#### Source extract ####
WARSUBEC


WARSUBEC (2009) by Nick Ervinck

About the artwork

WARSUBEC is the name of two, high-gloss yellow identical but mirrored frame structures appearing on the roofs of Zebrastraat. These monumental sculptures are each 12 m long by 6 meters wide and are more than 3 m high. The constructions are made in one piece and were transported by special convoy from Venlo, the Netherlands, under special supervision, inthe night of 28 and 29 of July, 2009. The official inauguration of WARSUBEC by Honorary Curator Jan Hoet took place on September 23, 2009. He described WARSUBEC as a very poetic work of art, that is perfectly integrated into the site.

What characterises the way of working of Ervinck, is that he never made a tangible model for WARSUBEC, but the work has been designed entirely on computer. In the process from the virtual to the real and from abstraction to figuration, the production of life-size work was immediately the next step. The art work was produced in close collaboration with a Dutch company specializing in commercial sculptures for theme parks. The skeleton is made of plywood and covered with polyurethane foam and polished by a machine, specially developed by Ervinck for this purpose. Then came three layers of polyester and one layer of fiberglass, which was polished by hand ? thus adding an element of craftmanship to the high-tech design. Twelve people worked for three months under the supervision of the artist, creating one of the largest works of art in Belgium.
####
> **Task requirements**:
A. Answer these questions using the passage on WARSUBEC:
(i) How long is each of the sculptures?
(ii) Who officially inaugurated WARSUBEC?
(iii) How many people worked on the piece, and for how long?
B. Write the next paragraph of the passage on WARSUBEC, picking up after its final sentence.
The data that follow have no connection to the passage on WARSUBEC.
#### Data extract ####
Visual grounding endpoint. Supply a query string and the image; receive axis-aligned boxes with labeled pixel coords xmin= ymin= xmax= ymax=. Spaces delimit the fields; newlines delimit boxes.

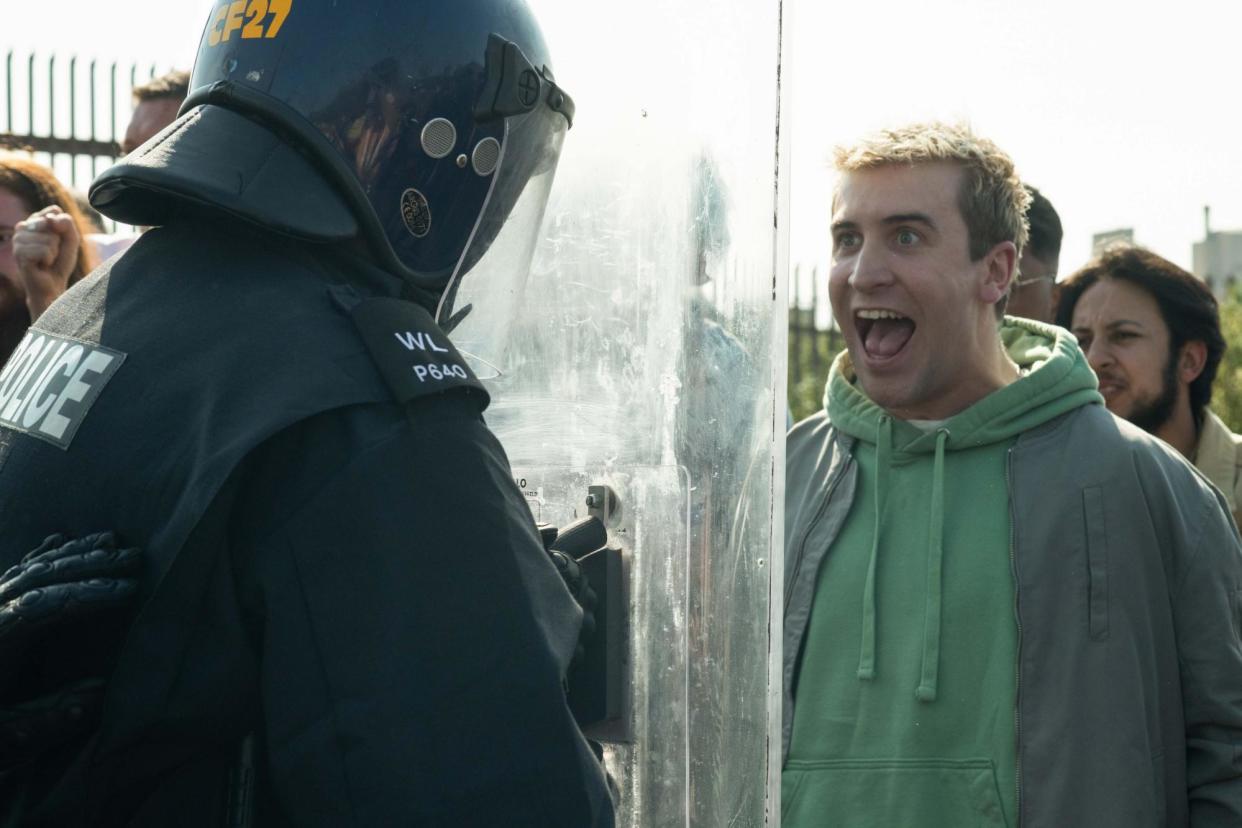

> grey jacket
xmin=784 ymin=405 xmax=1242 ymax=828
####
> **Answers to the exercises**:
A.
(i) 12 meters
(ii) Honorary Curator Jan Hoet
(iii) Twelve people, for three months

B.
As with many of Ervinck creations, it is difficult to give a concise description of WARSUBEC because there are so many connotations. WARSUBEC is a network or meshed structure, but it also looks somewhat like the former coral studies of the artist. Ervinck is fascinated by corals because of their complex, potentially infinite forms, which can only be reproduced by using a computer.

In contrast to most of the architectural works which are now created in that way, the shape of WARSUBEC was not generated by using a software. Instead, the framework, like the blobby voids, were hand crafted by Ervinck, who only used a computer program to make the round smooth edges. WARSUBEC is in every way a hybrid: sculpture and structure, blob and box, function and form, fiction and reality.
"My virtual sculptures constantly infect the real world and vice versa," Ervinck once said; ?Here it is a bright yellow parasite that infected the old building". Nick Ervinck has managed to create a bridge between contemporary design and the historic architecture of Zebrastraat.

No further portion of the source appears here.